### Exercise details:
Update the items below by changing every "outline" to "contour", and reproduce them with everything else left as it is.

[Annotation records]
::::::::

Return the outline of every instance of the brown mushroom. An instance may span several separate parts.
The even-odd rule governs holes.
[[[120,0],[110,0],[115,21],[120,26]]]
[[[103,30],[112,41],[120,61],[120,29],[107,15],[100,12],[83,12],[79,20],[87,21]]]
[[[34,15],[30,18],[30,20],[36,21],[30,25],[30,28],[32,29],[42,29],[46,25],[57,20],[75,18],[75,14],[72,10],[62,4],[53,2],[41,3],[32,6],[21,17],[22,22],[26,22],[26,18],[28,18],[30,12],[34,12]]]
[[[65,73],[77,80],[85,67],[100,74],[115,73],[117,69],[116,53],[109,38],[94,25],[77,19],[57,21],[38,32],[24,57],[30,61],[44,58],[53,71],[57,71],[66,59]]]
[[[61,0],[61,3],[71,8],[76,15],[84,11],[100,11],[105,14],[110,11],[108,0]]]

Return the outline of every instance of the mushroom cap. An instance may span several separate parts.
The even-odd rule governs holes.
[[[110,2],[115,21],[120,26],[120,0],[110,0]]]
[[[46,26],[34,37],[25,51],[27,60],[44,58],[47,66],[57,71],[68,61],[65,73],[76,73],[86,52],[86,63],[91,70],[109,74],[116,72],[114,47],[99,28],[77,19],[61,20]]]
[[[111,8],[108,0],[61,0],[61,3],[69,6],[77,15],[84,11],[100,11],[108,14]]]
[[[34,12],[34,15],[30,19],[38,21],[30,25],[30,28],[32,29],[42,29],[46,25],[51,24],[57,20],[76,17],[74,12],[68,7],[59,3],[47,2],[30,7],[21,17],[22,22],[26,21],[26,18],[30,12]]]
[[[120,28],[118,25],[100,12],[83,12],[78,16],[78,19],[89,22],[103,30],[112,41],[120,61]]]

::::::::

### Expected answer:
Return the contour of every instance of the brown mushroom. An instance may span several separate parts.
The even-odd rule governs holes.
[[[120,0],[110,0],[115,21],[120,26]]]
[[[103,30],[112,41],[120,61],[120,29],[107,15],[100,12],[83,12],[79,20],[87,21]]]
[[[34,15],[30,18],[30,20],[36,21],[30,25],[30,28],[32,29],[42,29],[46,25],[57,20],[75,18],[75,14],[72,10],[62,4],[53,2],[41,3],[32,6],[21,17],[22,22],[26,22],[26,18],[28,18],[30,12],[34,12]]]
[[[65,73],[77,80],[85,67],[100,74],[115,73],[117,69],[116,53],[109,38],[94,25],[77,19],[57,21],[38,32],[24,57],[30,61],[44,58],[53,71],[57,71],[66,59]]]
[[[61,0],[61,3],[71,8],[76,15],[84,11],[100,11],[105,14],[110,11],[108,0]]]

Return the contour of every instance of the mushroom cap. An instance may span several separate parts.
The even-odd rule governs holes.
[[[110,2],[115,21],[120,26],[120,0],[110,0]]]
[[[46,26],[34,37],[25,51],[27,60],[44,58],[47,66],[57,71],[68,61],[65,73],[76,73],[86,52],[86,63],[91,70],[109,74],[116,72],[114,47],[99,28],[77,19],[61,20]]]
[[[111,8],[108,0],[61,0],[61,3],[69,6],[77,15],[84,11],[100,11],[108,14]]]
[[[34,12],[34,15],[30,19],[38,21],[30,25],[30,28],[32,29],[42,29],[46,25],[51,24],[57,20],[76,17],[74,12],[68,7],[59,3],[47,2],[30,7],[21,17],[22,22],[26,21],[26,18],[30,12]]]
[[[120,28],[118,25],[100,12],[83,12],[78,16],[78,19],[89,22],[103,30],[112,41],[120,61]]]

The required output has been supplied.